WHAT YOU NEED TO DO:
(1) In the editorial about reorganizing the city's Department of Human Resources, put this sentence into Spanish: "The mayor's panel is made up of social service officials, planners and academic experts - all from outside the District government."
(2) Write the next part of the editorial on reorganizing the city's Department of Human Resources, starting right after its last sentence.

TEXT SEGMENT:
==================================================

LONG BEFORE Joseph P. Yeldell was removed as director of the city's Department of Human Resources, members of the city council rightly sensed that this huge, inefficient agency needed to be reorganized. After Mayor Washington finally did detail Mr. Yeldell to other duties, Council Chairman Sterling Tucker announced plans for a task force to study DHR and recommend structural changes. The mayor then upstaged the council by forming his own panel of experts to take a "fresh, brand new look at DHR." That prompted some critics in the legislative branch to suggest that he had acted hastily, which might give Walter Washington cause to wonder how he can win in this town. For our parts, we're delighted to see the mayor erring on the side of making haste, especially when the timely action he has taken makes so much sense.

The mayor's panel is made up of social service officials, planners and academic experts - all from outside the District government. It will be headed by Philip J. Rutledge, who was in charge of creating DHR here seven years ago and who headed the agency before Mr. Yeldell took office in 1971. Mayor Washington says to group will study the structures of 27 human resources agencies around the country for ideas. Mr. Rutledge and others on the 32-member panel (who will serve without pay) have maintained many useful affiliations with public administration and human resources orginizations here. Mr. Rutledge also is president of the National Institute of Public Management, a research center that will donate staff and other supports services to the project.

==================================================

DATA PROVIDED:

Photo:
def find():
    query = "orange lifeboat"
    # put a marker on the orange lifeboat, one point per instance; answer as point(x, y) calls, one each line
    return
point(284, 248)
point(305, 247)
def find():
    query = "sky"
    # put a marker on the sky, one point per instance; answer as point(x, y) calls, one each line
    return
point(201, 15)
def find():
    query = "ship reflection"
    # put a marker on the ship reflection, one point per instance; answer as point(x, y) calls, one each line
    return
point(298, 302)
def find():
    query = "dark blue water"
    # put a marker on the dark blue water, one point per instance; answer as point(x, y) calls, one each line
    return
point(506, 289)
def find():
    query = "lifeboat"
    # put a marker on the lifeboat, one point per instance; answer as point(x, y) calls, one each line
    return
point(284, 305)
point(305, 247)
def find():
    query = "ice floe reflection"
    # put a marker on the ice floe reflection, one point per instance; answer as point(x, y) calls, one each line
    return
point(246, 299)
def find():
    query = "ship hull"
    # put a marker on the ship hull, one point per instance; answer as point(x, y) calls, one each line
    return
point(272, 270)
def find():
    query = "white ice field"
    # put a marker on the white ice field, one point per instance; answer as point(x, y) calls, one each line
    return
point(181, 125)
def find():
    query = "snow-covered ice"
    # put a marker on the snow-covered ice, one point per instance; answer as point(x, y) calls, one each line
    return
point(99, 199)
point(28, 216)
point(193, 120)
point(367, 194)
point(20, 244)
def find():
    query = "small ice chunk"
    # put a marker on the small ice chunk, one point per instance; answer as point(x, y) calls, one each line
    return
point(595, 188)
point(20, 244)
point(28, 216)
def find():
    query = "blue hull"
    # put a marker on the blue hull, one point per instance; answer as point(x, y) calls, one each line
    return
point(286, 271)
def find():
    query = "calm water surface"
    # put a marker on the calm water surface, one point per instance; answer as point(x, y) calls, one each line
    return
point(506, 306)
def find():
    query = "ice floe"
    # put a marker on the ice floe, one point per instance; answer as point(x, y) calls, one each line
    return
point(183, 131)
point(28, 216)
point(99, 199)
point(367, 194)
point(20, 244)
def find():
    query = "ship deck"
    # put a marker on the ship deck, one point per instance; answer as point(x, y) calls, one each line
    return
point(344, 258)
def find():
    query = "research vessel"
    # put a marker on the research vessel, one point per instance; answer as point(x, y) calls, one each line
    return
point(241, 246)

==================================================

ANSWERS PER TASK:
(1) El panel del alcalde está compuesto por funcionarios de servicios sociales, planificadores y expertos académicos, todos ajenos al gobierno del Distrito.

(2)
Mr. Tucker, to his credit, was quick to state that he does not view the mayor's move as being in conflict with council plans. Rather, he said, he welcomes the step as part of a concerted effort to do something about DHR. In this spirit, the council also intends to seek experts to examine various ways to reshape the department. Mr. Tucker has already said he is determined to reduce DHR's size, which is essential, in our view. Mr. Rutledge, too, says he intends to re-examine the "imperatives" of reducing costs, increasing efficiency and "gaining control of a runaway bureaucracy."

Beyond that, the recommendations of the two branches of government may differ. For example, the council has been interested in detaching most if not all of the city's health services from DHR. Mr. Rutledge sees no particular magic in that approach. Already, though, the council has passed a good bill that would remove D.C. General Hospital from DHR's control. This week, citing a number of obscure reasons for keeping the still-unaccredited hospital enmeshed in DHR, Mayor Washington vetoed the bill. Fortunately, the council appears to have the votes to override - and it should do so.

It may well trun out that the city's other health services should remain in a reorganized DHR. But the great weight of expertise is on the side of freeing the hospital from the department's bureaucratic clutches. Indeed, a task force appointed by Mayor Washington more tahn six years ago recommended creation of a public hospital authority to formulate all policy and oversee operations at D.C. General. With the hospital under a separate mangement and with Mr. Yeldell removed from DHR - for good, we trust - the mayor and city council would enjoy a solid start on their reorganization efforts.